AIM OF THE TASK:
From the records below, pull out each line that includes the string "jacket" and copy those lines unchanged.

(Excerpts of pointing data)
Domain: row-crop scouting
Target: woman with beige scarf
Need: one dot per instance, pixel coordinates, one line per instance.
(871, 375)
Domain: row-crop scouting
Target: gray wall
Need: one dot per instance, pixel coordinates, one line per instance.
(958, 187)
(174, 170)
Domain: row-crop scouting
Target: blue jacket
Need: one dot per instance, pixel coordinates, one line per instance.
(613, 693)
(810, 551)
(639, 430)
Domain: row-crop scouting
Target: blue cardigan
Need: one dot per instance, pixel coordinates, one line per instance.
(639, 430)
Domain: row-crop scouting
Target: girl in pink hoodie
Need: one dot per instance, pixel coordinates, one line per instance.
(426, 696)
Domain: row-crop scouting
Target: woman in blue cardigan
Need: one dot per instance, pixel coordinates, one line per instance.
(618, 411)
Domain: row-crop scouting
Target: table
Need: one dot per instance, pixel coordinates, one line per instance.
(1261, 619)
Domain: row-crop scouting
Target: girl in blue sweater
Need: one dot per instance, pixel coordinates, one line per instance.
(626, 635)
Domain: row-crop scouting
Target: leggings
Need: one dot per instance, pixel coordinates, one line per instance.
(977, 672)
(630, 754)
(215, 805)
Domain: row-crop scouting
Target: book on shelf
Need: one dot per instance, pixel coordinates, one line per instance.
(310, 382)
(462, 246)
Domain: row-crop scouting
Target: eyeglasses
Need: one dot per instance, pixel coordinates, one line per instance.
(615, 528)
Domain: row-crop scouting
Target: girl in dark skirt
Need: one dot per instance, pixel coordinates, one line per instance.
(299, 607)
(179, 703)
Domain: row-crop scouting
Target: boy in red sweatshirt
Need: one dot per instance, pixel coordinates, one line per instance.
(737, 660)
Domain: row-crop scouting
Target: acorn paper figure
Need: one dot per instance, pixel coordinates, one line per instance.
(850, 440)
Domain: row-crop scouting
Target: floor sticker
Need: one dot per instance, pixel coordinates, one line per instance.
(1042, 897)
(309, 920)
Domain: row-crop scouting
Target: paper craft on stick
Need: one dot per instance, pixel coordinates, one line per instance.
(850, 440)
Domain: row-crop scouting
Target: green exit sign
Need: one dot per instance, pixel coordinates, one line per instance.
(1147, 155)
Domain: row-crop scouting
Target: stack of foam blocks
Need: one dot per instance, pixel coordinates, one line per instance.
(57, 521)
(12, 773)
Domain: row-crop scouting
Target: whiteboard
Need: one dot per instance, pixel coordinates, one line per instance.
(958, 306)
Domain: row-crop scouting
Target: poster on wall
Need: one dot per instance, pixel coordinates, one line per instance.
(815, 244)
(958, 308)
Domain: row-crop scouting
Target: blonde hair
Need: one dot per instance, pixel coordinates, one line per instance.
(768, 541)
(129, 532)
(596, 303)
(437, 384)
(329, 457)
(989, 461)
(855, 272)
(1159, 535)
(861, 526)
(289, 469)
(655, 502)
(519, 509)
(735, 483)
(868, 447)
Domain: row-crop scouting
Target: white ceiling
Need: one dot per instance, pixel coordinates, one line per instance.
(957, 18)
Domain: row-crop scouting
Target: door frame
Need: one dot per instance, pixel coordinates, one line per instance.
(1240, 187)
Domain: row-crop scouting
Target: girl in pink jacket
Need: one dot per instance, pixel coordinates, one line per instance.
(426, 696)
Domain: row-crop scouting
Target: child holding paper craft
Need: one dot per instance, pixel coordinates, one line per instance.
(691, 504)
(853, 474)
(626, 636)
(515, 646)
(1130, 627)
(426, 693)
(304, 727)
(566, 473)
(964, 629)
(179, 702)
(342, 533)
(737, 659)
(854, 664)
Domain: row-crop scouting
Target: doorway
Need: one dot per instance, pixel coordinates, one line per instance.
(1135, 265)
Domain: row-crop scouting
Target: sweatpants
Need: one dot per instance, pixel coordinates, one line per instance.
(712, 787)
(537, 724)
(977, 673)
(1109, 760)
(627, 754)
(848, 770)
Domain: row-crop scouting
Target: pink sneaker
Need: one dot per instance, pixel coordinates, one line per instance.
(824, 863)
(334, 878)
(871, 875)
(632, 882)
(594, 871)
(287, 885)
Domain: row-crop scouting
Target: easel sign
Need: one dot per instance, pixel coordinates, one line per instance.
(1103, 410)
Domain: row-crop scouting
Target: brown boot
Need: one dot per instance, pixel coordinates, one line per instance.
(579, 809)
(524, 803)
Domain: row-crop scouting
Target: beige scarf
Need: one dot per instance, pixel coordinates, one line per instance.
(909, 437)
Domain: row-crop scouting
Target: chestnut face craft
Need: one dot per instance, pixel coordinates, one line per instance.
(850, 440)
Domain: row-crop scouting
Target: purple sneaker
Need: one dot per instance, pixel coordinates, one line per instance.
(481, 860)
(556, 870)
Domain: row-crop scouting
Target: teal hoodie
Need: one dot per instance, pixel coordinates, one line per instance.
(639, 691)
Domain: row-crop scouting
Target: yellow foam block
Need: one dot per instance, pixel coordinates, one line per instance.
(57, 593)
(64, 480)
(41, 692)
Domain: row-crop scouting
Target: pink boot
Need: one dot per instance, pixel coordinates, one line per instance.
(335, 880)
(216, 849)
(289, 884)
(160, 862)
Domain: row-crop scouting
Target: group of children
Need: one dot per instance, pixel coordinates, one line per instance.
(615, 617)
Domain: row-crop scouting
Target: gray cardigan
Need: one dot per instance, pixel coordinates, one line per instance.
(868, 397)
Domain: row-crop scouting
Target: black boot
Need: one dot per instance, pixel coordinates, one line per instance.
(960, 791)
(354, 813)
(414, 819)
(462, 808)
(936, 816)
* * *
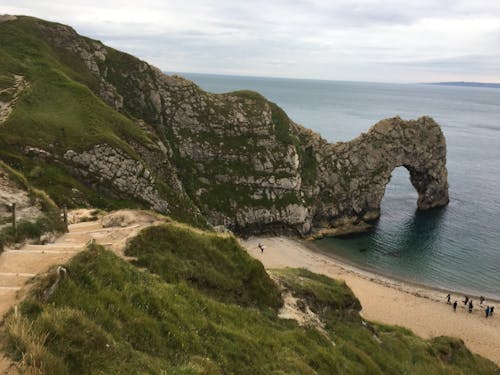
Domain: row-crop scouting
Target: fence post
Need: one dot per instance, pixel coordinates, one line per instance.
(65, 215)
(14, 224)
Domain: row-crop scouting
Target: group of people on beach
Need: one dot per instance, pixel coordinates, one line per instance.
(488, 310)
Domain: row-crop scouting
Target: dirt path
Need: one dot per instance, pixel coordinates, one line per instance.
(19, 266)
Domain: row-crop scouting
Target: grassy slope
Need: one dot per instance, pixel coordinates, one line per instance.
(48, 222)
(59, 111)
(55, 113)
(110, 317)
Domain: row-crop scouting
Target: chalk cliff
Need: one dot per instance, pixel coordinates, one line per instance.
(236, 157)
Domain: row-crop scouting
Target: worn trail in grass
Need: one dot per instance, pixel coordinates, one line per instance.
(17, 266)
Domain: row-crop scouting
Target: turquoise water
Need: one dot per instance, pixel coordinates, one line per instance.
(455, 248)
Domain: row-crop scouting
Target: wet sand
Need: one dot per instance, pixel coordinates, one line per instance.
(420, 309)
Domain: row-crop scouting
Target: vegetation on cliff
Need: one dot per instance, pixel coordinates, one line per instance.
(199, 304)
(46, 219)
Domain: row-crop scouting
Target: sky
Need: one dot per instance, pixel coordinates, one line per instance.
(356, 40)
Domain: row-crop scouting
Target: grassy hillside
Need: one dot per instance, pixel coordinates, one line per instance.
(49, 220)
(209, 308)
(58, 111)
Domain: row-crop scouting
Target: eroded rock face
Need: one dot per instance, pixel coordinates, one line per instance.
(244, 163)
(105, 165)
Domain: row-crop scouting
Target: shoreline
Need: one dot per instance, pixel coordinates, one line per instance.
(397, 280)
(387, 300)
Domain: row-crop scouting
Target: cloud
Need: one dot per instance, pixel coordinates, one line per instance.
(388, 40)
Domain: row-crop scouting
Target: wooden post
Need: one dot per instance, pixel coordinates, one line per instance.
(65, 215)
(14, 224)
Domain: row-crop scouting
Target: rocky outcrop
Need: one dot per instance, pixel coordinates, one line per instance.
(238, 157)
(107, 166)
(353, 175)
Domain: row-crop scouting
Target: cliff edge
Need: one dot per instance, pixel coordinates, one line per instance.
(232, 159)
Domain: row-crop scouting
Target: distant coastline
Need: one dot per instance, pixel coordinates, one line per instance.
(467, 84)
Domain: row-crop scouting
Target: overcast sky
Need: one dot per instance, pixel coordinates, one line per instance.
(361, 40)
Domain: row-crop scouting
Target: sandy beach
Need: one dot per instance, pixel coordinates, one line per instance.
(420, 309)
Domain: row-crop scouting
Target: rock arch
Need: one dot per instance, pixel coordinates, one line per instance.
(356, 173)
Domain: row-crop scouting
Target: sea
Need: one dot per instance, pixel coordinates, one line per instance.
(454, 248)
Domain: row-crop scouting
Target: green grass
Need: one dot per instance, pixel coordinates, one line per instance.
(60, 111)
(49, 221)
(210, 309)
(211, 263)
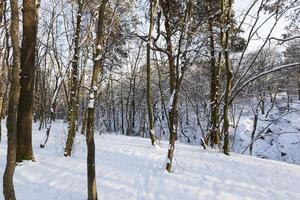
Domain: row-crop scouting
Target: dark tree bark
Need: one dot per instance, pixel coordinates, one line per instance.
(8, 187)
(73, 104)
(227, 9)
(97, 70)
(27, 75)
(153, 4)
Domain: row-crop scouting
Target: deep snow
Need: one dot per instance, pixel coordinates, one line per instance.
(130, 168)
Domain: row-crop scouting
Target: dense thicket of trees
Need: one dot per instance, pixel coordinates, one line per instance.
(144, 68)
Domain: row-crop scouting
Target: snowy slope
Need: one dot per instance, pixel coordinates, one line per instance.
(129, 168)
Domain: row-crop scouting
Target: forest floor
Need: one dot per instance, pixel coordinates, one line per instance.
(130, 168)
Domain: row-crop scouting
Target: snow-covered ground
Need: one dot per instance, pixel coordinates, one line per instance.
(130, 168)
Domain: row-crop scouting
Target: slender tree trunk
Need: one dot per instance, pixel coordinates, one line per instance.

WORKED SOLUTION:
Target: blue jacket
Target: girl in pink jacket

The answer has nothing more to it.